_Items listed in a dataset:_
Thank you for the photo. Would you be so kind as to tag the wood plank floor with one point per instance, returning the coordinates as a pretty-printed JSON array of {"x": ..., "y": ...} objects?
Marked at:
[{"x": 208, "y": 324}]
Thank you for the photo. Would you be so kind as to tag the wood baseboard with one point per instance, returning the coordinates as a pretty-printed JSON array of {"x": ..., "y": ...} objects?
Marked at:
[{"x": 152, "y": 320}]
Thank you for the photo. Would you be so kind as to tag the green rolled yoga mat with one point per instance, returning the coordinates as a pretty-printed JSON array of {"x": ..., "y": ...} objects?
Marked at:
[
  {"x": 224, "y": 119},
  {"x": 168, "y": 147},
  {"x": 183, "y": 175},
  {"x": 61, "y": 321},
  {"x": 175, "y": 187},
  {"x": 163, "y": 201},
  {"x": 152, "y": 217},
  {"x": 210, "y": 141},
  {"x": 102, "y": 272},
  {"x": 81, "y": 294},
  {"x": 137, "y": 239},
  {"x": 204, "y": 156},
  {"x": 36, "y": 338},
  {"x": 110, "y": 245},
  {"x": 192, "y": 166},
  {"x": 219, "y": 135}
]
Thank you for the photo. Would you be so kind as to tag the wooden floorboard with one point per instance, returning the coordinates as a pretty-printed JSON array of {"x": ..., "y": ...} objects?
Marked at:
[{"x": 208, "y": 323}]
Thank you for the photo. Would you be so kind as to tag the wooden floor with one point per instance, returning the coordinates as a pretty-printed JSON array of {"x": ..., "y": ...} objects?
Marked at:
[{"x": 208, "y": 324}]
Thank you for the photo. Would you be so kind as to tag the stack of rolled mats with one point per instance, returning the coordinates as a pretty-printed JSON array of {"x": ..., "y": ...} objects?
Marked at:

_Aim of the exercise:_ Only the lines from the one holding "tag the green" through the final line of the entries, both included, should be given again, word for word.

_Answer section:_
Thank you for the photo. Would you be so kind as to tag the green rolled yoga mat with one point per instance, returning the coordinates as a pretty-printed JSON array of {"x": ..., "y": ...} objects?
Marked at:
[
  {"x": 224, "y": 119},
  {"x": 168, "y": 147},
  {"x": 183, "y": 175},
  {"x": 61, "y": 321},
  {"x": 175, "y": 187},
  {"x": 163, "y": 201},
  {"x": 152, "y": 217},
  {"x": 210, "y": 141},
  {"x": 102, "y": 272},
  {"x": 81, "y": 294},
  {"x": 137, "y": 239},
  {"x": 204, "y": 156},
  {"x": 36, "y": 338},
  {"x": 110, "y": 245},
  {"x": 192, "y": 166},
  {"x": 219, "y": 135}
]
Thank you for the photo. Would you be so kind as to tag the wooden floorboard with one point per instance, returning the coordinates as a pretty-printed JSON array of {"x": ..., "y": ...} objects?
Marked at:
[{"x": 208, "y": 323}]
Thank you for the photo. Would you be so kind as to tag the wooden floor with one point per instance, returning the coordinates as a pretty-printed JSON array of {"x": ..., "y": ...} objects?
Marked at:
[{"x": 208, "y": 324}]
Thank you for the photo. Would you be so kind as to tag the stack of rolled mats with one point per instance, returning the coordinates as a pretty-printed JSON array of {"x": ..., "y": ...} objects?
Marked at:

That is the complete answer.